(Your instructions):
Retype the records below word for word and omit any image.

* * * * *

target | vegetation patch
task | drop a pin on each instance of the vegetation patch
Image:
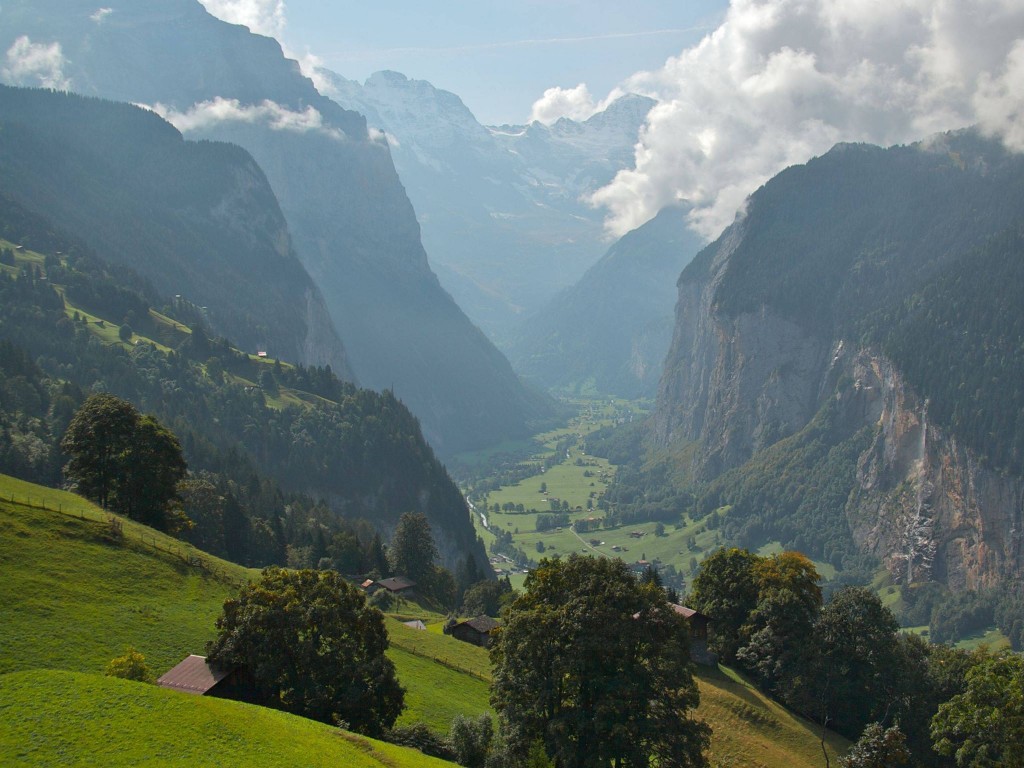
(61, 718)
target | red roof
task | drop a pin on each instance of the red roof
(194, 675)
(483, 625)
(396, 584)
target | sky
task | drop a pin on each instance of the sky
(499, 56)
(744, 87)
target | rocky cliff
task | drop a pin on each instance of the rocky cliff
(817, 299)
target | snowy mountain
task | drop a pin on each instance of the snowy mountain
(502, 209)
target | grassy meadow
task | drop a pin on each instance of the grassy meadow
(75, 595)
(55, 718)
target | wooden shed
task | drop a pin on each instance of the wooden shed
(476, 631)
(196, 675)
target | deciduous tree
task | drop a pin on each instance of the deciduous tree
(312, 647)
(596, 666)
(983, 727)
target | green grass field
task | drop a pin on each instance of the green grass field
(54, 718)
(74, 599)
(753, 731)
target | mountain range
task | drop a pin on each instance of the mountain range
(608, 334)
(844, 373)
(503, 209)
(350, 222)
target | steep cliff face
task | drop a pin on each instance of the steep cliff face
(923, 503)
(352, 225)
(788, 311)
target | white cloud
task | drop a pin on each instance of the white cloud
(209, 114)
(574, 103)
(38, 65)
(261, 16)
(781, 81)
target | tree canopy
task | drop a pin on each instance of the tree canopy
(596, 666)
(983, 727)
(312, 647)
(124, 461)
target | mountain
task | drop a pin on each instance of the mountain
(351, 223)
(609, 333)
(845, 369)
(502, 209)
(199, 220)
(289, 465)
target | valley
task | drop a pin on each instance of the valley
(679, 424)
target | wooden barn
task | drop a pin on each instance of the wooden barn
(196, 675)
(476, 631)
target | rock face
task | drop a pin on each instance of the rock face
(197, 220)
(923, 502)
(351, 223)
(787, 311)
(503, 210)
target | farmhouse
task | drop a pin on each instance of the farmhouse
(397, 586)
(698, 624)
(196, 675)
(476, 631)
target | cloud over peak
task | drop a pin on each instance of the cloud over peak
(37, 65)
(208, 114)
(781, 81)
(262, 16)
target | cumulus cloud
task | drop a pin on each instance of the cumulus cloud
(39, 65)
(781, 81)
(261, 16)
(574, 103)
(206, 115)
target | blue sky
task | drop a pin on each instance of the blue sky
(500, 56)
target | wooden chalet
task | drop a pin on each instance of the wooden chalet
(698, 624)
(397, 586)
(476, 631)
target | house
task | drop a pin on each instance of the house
(196, 675)
(698, 624)
(398, 586)
(476, 631)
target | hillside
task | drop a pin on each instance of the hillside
(843, 375)
(270, 441)
(64, 718)
(351, 223)
(608, 334)
(197, 219)
(66, 578)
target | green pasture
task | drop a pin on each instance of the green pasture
(75, 596)
(61, 718)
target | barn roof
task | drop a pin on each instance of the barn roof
(687, 612)
(483, 625)
(683, 611)
(194, 675)
(396, 584)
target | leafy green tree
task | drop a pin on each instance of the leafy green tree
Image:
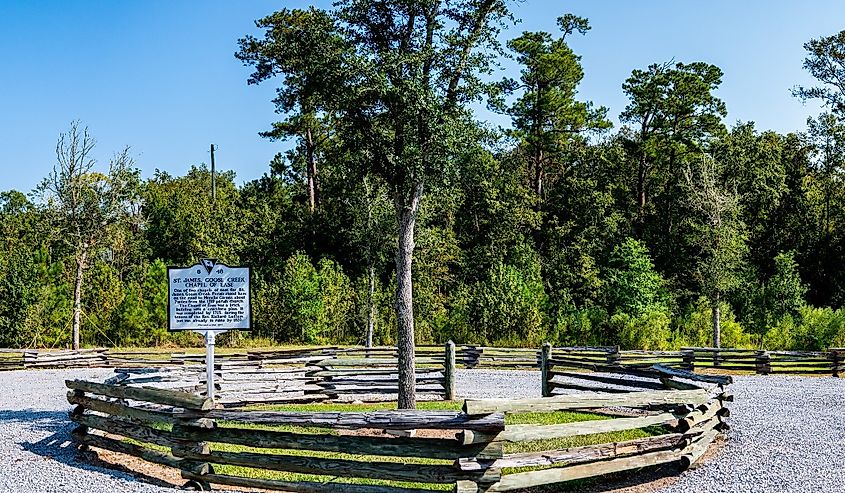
(86, 206)
(672, 112)
(407, 75)
(720, 235)
(633, 286)
(23, 246)
(825, 62)
(179, 223)
(290, 37)
(510, 306)
(546, 116)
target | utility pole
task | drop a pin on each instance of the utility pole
(213, 179)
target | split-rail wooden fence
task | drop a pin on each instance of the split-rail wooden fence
(467, 449)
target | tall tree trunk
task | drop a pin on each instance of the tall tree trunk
(311, 170)
(717, 323)
(371, 277)
(641, 195)
(406, 216)
(77, 297)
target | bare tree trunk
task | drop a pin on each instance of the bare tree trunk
(311, 170)
(370, 305)
(717, 323)
(406, 215)
(77, 297)
(641, 194)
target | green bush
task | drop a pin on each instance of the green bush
(648, 331)
(306, 304)
(633, 286)
(812, 329)
(696, 328)
(510, 306)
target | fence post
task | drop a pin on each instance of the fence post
(688, 356)
(545, 356)
(836, 360)
(614, 357)
(449, 372)
(762, 363)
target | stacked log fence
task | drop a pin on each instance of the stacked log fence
(471, 450)
(296, 378)
(336, 379)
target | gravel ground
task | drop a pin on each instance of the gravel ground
(787, 435)
(35, 452)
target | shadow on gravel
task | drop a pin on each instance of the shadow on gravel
(58, 446)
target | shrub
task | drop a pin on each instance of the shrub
(510, 305)
(649, 330)
(696, 328)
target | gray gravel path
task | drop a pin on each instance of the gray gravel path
(35, 452)
(787, 435)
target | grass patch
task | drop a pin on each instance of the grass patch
(547, 418)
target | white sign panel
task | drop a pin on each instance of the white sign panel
(208, 296)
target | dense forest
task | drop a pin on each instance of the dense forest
(397, 213)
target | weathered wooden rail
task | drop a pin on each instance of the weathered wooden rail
(468, 449)
(829, 362)
(305, 378)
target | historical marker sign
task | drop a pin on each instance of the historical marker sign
(208, 296)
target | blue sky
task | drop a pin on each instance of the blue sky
(160, 76)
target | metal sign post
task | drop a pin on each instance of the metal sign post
(209, 298)
(209, 336)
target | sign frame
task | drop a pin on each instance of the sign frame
(200, 265)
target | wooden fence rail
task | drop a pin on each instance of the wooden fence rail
(473, 450)
(829, 362)
(344, 376)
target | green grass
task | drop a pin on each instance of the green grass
(547, 418)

* * * * *

(Written answer):
target | vegetation patch
task | drop a pin on each instance of the vegetation patch
Image:
(61, 718)
target | red roof
task | drop a pin on each instance of the red roof
(194, 675)
(483, 625)
(396, 584)
target | sky
task | drop a pin on each instance of the sky
(499, 56)
(744, 87)
target | rocky cliff
task | drop a pin on each instance of the rocky cliff
(817, 299)
target | snowy mountain
task | drop a pin on each instance of the snowy mountain
(502, 209)
target | grassy meadow
task | drop a pin on each instance of the grassy meadow
(75, 595)
(55, 718)
target | wooden shed
task | drop a pin on each instance of the wooden shed
(476, 631)
(196, 675)
target | deciduous tree
task | drop a pin on each instance of the deciduous tree
(312, 647)
(596, 666)
(983, 727)
target | green grass field
task | drop a pin on each instance of the green grass field
(54, 718)
(74, 599)
(753, 731)
target | mountain range
task | drop a pin on each instance of the mountain range
(608, 334)
(844, 373)
(503, 209)
(350, 222)
target | steep cliff face
task | drop a pin on each instance of the steep cliff face
(923, 503)
(352, 225)
(788, 311)
target | white cloud
task | drop a pin on each instance of the white cloud
(209, 114)
(574, 103)
(38, 65)
(261, 16)
(781, 81)
target | tree canopy
task | drop a pin on each instance of the tree canopy
(596, 666)
(983, 727)
(312, 647)
(124, 461)
target | mountain
task | drop a pin on each instance of the mountain
(351, 223)
(609, 333)
(845, 369)
(502, 209)
(199, 220)
(289, 465)
target | valley
task | drop a pin on each instance of the valley
(679, 424)
target | wooden barn
task | drop a pin on each instance of the wooden barn
(196, 675)
(476, 631)
target | rock face
task | drop a pin on each instance of the rock face
(197, 220)
(923, 502)
(351, 223)
(787, 311)
(503, 210)
target | farmhouse
task | drop a pin on each instance of the farmhouse
(397, 586)
(698, 624)
(196, 675)
(476, 631)
target | cloud over peak
task | drop a pin on each instance of the cloud over peak
(37, 65)
(208, 114)
(781, 81)
(262, 16)
target | cumulus cloud
task | drop a pin on each instance of the cumulus cloud
(39, 65)
(781, 81)
(261, 16)
(574, 103)
(206, 115)
target | blue sky
task | drop a pin on each instance of the blue sky
(500, 56)
target | wooden chalet
task | drop a pin on each instance of the wooden chalet
(698, 624)
(397, 586)
(476, 631)
target | house
task | drop a pin on each instance of the house
(196, 675)
(698, 624)
(398, 586)
(476, 631)
target | hillside
task | drop a pin on each instance of the hillside
(843, 375)
(270, 441)
(64, 718)
(351, 223)
(608, 334)
(197, 219)
(66, 578)
target | green pasture
task | drop a pin on each instance of the green pasture
(75, 596)
(61, 718)
target | barn roof
task | drop a pin on each instance of the barn roof
(687, 612)
(483, 625)
(683, 611)
(194, 675)
(396, 584)
target | leafy green tree
task | drop a pin on each instance of the leafy green tree
Image:
(86, 206)
(672, 112)
(407, 75)
(720, 235)
(633, 286)
(23, 246)
(825, 62)
(179, 223)
(290, 37)
(510, 306)
(546, 116)
target | utility pole
task | drop a pin on each instance of the utility pole
(213, 179)
target | split-rail wooden fence
task | drop a pin on each instance of the split-rail wooden fence
(467, 449)
target | tall tree trunk
task | drop a pin on each instance of the tall tree trunk
(311, 170)
(717, 323)
(371, 277)
(641, 195)
(406, 216)
(77, 297)
target | bare tree trunk
task | drop a pin on each instance of the bare tree trunk
(311, 170)
(370, 305)
(717, 323)
(406, 215)
(77, 297)
(641, 194)
target | green bush
task | drop a pin on each instance of the green bush
(648, 331)
(306, 304)
(633, 286)
(812, 329)
(696, 328)
(510, 306)
target | fence post
task | drop a pin on each instance of the fence post
(688, 356)
(545, 356)
(836, 360)
(614, 357)
(449, 372)
(762, 363)
target | stacked log fence
task | drop a pin on each instance of the stacked log fence
(471, 450)
(296, 378)
(336, 379)
target | gravel ground
task | drop a pin on each instance of the gravel ground
(787, 435)
(35, 452)
target | shadow on gravel
task | drop a pin on each instance of the shadow on gravel
(58, 446)
target | shrub
task | drop a pin on each instance of the shrub
(510, 305)
(649, 330)
(696, 328)
target | gray gravel path
task | drop a pin on each instance of the gray gravel path
(35, 452)
(787, 435)
target | grass patch
task | drop a pin on each instance of the grass patch
(547, 418)
target | white sign panel
task | drop a pin on each instance of the white sign panel
(208, 296)
target | dense forest
task | drop a pin on each instance of the dense forest
(397, 213)
target | weathered wooden rail
task | drop a pin on each instance of the weathered wooden rail
(468, 449)
(829, 362)
(305, 378)
target | historical marker sign
task | drop a pin on each instance of the historical marker sign
(208, 296)
target | blue sky
task | drop a pin on each instance of the blue sky
(160, 76)
target | metal sign post
task | drop a pin on each instance of the metal sign post
(209, 298)
(209, 336)
target | sign frame
task | drop a pin on each instance of the sign frame
(200, 265)
target | wooden fence rail
task | drop a pin on each instance of the wooden fence rail
(473, 450)
(829, 362)
(344, 376)
target | green grass
task | drop a pin on each instance of the green grass
(547, 418)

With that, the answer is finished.